§ **Exercise**
What are the lines, copied exactly, from the one containing "Would you mind annotating the glass" through the last line of the records below, both included?

§ **Stored data**
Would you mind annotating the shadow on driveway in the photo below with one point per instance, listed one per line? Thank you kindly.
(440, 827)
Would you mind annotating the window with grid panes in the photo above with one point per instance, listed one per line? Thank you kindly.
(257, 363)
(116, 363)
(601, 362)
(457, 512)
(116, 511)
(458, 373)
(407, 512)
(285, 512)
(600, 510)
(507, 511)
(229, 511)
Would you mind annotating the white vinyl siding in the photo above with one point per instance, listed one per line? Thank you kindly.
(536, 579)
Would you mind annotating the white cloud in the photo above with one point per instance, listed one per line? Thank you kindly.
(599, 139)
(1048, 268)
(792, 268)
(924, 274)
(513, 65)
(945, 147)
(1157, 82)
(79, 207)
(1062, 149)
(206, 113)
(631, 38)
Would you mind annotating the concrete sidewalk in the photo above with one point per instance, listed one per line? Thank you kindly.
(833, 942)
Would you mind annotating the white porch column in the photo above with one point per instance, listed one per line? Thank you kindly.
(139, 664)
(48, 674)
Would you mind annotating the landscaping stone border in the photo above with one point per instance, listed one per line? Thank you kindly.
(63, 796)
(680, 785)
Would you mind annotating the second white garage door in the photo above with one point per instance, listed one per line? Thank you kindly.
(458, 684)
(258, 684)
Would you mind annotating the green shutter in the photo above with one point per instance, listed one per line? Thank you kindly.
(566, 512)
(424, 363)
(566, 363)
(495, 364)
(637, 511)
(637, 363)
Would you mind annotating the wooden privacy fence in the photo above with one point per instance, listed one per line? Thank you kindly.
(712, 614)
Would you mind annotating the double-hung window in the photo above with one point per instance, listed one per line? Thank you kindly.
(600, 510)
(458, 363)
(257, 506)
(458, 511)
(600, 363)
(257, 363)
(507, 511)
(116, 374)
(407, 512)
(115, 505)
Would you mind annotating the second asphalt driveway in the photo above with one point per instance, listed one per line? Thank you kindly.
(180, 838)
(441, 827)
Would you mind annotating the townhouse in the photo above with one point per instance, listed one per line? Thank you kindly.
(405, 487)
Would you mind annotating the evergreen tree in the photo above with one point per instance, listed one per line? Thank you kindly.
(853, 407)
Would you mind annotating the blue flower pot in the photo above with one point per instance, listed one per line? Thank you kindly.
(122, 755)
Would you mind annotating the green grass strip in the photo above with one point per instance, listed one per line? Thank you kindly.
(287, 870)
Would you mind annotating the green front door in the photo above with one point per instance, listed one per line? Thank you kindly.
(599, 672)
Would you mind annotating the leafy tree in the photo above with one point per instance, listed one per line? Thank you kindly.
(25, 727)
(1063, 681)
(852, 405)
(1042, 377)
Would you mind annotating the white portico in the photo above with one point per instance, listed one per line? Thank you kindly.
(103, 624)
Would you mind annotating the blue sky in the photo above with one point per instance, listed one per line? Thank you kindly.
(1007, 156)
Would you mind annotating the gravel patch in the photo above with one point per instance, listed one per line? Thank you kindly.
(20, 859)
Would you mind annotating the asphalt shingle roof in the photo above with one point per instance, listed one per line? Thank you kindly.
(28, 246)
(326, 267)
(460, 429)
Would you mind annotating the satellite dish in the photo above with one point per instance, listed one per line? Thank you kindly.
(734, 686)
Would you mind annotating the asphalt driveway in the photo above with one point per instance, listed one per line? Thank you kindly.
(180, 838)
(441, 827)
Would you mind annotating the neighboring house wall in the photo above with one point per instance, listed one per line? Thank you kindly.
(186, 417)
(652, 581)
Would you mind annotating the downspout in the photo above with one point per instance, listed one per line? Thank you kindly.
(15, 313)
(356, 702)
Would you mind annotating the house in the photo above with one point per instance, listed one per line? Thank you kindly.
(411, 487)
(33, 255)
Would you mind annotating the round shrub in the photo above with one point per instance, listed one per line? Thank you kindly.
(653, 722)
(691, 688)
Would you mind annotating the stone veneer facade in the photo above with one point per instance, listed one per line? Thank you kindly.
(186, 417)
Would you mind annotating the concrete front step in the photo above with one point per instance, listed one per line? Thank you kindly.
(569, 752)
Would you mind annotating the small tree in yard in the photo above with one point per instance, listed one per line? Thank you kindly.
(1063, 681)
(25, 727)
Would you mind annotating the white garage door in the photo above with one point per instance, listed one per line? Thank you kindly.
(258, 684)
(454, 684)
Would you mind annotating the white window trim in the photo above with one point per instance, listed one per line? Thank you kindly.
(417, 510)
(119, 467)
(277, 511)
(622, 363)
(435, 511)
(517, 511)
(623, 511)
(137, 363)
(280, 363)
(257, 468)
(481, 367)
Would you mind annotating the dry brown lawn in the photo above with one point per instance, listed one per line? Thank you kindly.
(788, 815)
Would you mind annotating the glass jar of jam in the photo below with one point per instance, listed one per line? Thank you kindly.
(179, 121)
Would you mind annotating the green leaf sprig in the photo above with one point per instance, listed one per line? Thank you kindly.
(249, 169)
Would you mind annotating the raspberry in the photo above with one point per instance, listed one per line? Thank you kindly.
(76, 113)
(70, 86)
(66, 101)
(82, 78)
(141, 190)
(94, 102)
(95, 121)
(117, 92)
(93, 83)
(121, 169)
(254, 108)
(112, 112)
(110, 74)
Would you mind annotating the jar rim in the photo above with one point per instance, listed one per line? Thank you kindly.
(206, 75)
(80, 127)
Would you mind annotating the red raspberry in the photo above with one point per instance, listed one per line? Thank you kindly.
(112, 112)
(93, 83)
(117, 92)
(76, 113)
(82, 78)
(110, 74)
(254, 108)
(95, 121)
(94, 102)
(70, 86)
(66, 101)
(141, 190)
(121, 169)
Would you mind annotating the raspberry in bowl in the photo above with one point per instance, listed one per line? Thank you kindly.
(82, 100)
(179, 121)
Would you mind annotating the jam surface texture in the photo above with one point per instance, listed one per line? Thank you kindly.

§ **Answer section**
Would you mind annotating the glass jar of jam in the photo below with one point per instance, listed one per line? Thank you kindly.
(179, 121)
Would you mind annotating the green leaf sprig in the photo above with one point per instance, listed one per line? Thank you kindly.
(249, 169)
Would you mind annotating the raspberry in the photo above with one point per instance, listed one per line? Thank you kindly.
(76, 113)
(70, 86)
(66, 101)
(82, 78)
(141, 190)
(94, 102)
(95, 121)
(117, 92)
(93, 83)
(121, 169)
(254, 108)
(112, 112)
(110, 74)
Would you mind annotating the jar rim in the photo above with one point per instance, listed one per line? Thank you kindly.
(206, 75)
(80, 127)
Would you mind annotating the red raspberry in the photo above with one point per instance, listed one per line? Thank you kindly.
(112, 112)
(93, 83)
(117, 92)
(76, 113)
(82, 78)
(110, 74)
(254, 108)
(95, 121)
(94, 102)
(70, 86)
(66, 101)
(141, 190)
(121, 169)
Would you mind annotating the raspberry in bowl in the photo above with one point per instance, listed one per line? Thank you kindly.
(82, 100)
(179, 121)
Would you mind annotating the jam surface texture in the photo above with one point per instance, listed one per line? Thank you kindly.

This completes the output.